= Beginning of Section =
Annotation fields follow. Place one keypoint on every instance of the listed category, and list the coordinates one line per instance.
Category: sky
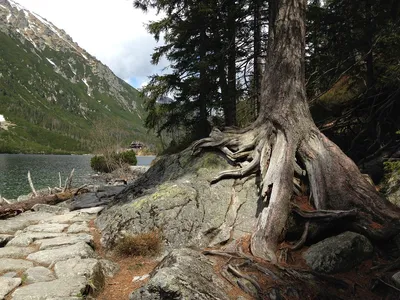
(112, 31)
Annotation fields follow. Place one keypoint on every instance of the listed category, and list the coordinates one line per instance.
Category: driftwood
(14, 209)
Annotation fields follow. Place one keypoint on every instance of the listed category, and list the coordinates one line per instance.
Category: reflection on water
(44, 171)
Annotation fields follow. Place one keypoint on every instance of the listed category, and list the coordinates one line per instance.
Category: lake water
(44, 171)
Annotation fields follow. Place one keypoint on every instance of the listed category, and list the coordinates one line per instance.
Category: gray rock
(396, 279)
(78, 227)
(338, 253)
(183, 274)
(47, 227)
(109, 268)
(7, 285)
(21, 221)
(11, 264)
(175, 194)
(38, 274)
(15, 252)
(23, 239)
(74, 288)
(50, 209)
(65, 240)
(47, 257)
(4, 239)
(10, 274)
(92, 210)
(89, 268)
(71, 217)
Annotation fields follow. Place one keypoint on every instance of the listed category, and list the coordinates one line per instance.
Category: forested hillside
(352, 69)
(59, 97)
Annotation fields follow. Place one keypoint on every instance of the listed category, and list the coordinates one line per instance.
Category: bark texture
(284, 142)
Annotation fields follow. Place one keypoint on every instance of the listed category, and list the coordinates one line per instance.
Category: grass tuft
(144, 244)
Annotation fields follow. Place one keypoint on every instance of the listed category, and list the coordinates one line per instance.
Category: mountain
(56, 97)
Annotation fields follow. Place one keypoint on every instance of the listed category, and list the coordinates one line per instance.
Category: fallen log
(11, 210)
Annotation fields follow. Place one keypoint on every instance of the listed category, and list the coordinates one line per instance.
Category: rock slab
(183, 274)
(339, 253)
(56, 289)
(47, 257)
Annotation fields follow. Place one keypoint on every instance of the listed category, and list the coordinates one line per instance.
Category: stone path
(48, 254)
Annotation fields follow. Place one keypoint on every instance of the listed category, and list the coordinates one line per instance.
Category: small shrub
(144, 244)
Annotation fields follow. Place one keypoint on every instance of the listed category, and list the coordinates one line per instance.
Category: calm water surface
(44, 171)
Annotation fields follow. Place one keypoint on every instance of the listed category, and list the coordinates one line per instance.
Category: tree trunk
(285, 140)
(203, 126)
(257, 56)
(230, 116)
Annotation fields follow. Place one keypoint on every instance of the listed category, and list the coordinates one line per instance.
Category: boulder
(183, 274)
(175, 196)
(339, 253)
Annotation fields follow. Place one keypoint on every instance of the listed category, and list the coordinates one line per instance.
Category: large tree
(284, 142)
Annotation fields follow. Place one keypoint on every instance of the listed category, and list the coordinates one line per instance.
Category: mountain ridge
(51, 87)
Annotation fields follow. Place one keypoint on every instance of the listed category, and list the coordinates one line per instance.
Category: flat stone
(70, 288)
(12, 264)
(4, 239)
(78, 227)
(47, 227)
(338, 253)
(65, 240)
(71, 217)
(38, 274)
(57, 210)
(7, 285)
(21, 221)
(47, 257)
(10, 274)
(92, 210)
(26, 238)
(90, 268)
(15, 252)
(109, 268)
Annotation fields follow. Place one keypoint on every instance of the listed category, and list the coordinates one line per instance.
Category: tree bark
(230, 114)
(284, 138)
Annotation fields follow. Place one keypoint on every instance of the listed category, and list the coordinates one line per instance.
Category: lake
(44, 171)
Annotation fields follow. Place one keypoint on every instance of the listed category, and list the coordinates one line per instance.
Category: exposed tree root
(339, 191)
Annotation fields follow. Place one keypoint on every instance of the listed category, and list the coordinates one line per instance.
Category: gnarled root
(338, 189)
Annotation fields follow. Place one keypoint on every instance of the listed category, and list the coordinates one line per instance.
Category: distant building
(136, 145)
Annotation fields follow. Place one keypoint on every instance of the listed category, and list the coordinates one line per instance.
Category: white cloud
(112, 31)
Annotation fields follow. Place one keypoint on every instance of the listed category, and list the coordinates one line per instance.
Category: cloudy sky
(112, 31)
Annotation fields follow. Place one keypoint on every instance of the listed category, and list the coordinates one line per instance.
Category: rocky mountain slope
(55, 92)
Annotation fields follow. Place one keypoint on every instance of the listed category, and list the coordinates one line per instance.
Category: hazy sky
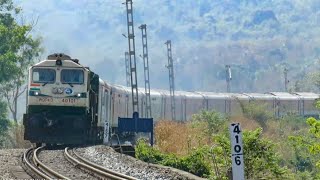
= End of Section =
What needs to be done:
When you reproduce the entries above, keep every word exactly and leave out each picture.

Problem solution:
Annotation fields follow. Place one keypoint on every instance of the listed category, and list the coordinates one line per instance.
Category: sky
(112, 31)
Annotation fields follow. Place one keypoint on every instance of the listed category, and list the coordinates one line per instance.
Category: driftwood
(14, 209)
Annotation fields follow. Place one keypoint on every instance of the listed category, and list the coordinates one line per instance.
Category: reflection on water
(44, 171)
Annotation fields follow. Place one keypoint on every instance of the listed category, and list the coordinates one line per instance.
Category: lake water
(44, 171)
Annotation fields follow. Place one keypoint on every instance of the listed category, and list the coordinates one line per instance.
Category: gray rock
(396, 279)
(78, 227)
(338, 253)
(183, 274)
(47, 227)
(109, 268)
(7, 285)
(21, 221)
(11, 264)
(175, 194)
(38, 274)
(15, 252)
(23, 239)
(74, 288)
(50, 209)
(65, 240)
(47, 257)
(4, 239)
(10, 274)
(92, 210)
(89, 268)
(71, 217)
Annotation fields follow. Place one keypoint on every instance of the listed category, and list the coordinates one line per instance.
Category: forested hillside
(352, 69)
(59, 97)
Annotation fields follow. Place one keypoint on every instance of the listed category, and list the coordinates one line per instance.
Category: bark texture
(284, 142)
Annotation fields follow. Place one keypoint on every instance of the listed category, and list the coordinates one line per instance.
Category: grass tuft
(144, 244)
Annotation fields follow. Place one keypoint on every instance of the listed category, and list the coordinates one line per instance.
Category: mountain
(56, 97)
Annotation fields follow. Place one keypoint on every instance of the listed category, and list the coordinates one line per instance.
Category: fallen log
(11, 210)
Annotation fields follow. Place one keypoint on every instance of the listed category, and list the coordinates one line per instance.
Category: rock slab
(183, 274)
(339, 253)
(56, 289)
(47, 257)
Annotation fields follow. Place one keypoint on every instance of the listed category, and list the coordinates one line per instance.
Category: stone path
(48, 254)
Annotation fields follow. Place one keypoint on every instance of the listed category, and list the coordinates one line per instance.
Category: small shrub
(144, 244)
Annotation fields follow. Place one keypoint on every instance of the listed category, and list the coordinates one line per instance.
Category: calm water surface
(44, 171)
Annotation fields follow. Place one keypoint on every instance of the listed category, and list the coordinates one line per instance.
Category: tree trunk
(285, 140)
(203, 126)
(257, 56)
(230, 116)
Annotation fields follow. Place one keypoint on every instance of the listed category, and list the coordinates one line per instance.
Category: boulder
(183, 274)
(175, 196)
(339, 253)
Annotation fields follow. Place one keypoint on every instance of the listed category, and list the coordinates one line per instance.
Category: large tree
(284, 142)
Annotation fields follow. Place one keypoint on every instance of the listed category, and list the coordinates one line per instance.
Category: mountain ridge
(51, 87)
Annotation fields follow. Place one keypoint on every instance of the listed category, and list the coordinates one line per instance.
Category: flat stone
(70, 288)
(12, 264)
(4, 239)
(78, 227)
(47, 227)
(338, 253)
(65, 240)
(71, 217)
(38, 274)
(57, 210)
(7, 285)
(21, 221)
(47, 257)
(10, 274)
(92, 210)
(26, 238)
(90, 268)
(15, 252)
(109, 268)
Annotation fields follow. Place one keypoint on every instance of the listed category, and list the coordinates one line per instance.
Category: tree bark
(230, 114)
(284, 138)
Annotation fields follow. Place one keypoint on every instance of the listed category, and list the coordinates one line per instance.
Category: lake
(44, 171)
Annotation fields follow. Place one keypoint on every instance of the listed category, and list the coordinates one line per instance.
Category: exposed tree root
(339, 191)
Annotation fields follow. Place one keypoint on every instance of the listed category, and list the coordinates one line per instance.
Category: gnarled root
(338, 189)
Annotation fields follow. Place one keypoint on every instance of the listed category, and list the coordinates one line per instance.
Category: distant building
(136, 145)
Annotation fields follow. Place one keypoint on every instance of the listed category, and list the coordinates one line per instance.
Category: white cloud
(112, 31)
Annotation fields follow. Place one keypoint on every instance of the listed category, and list the coordinates one line per instance.
Category: cloudy sky
(112, 31)
Annotation fields follow. Place one keypoint on every instance of the listed category, and list the coordinates one line per instance.
Category: rocky mountain slope
(55, 92)
Annotation fields follow. Place one keypoint on every instance of the listed category, and list the coordinates one line per instance.
Category: hazy sky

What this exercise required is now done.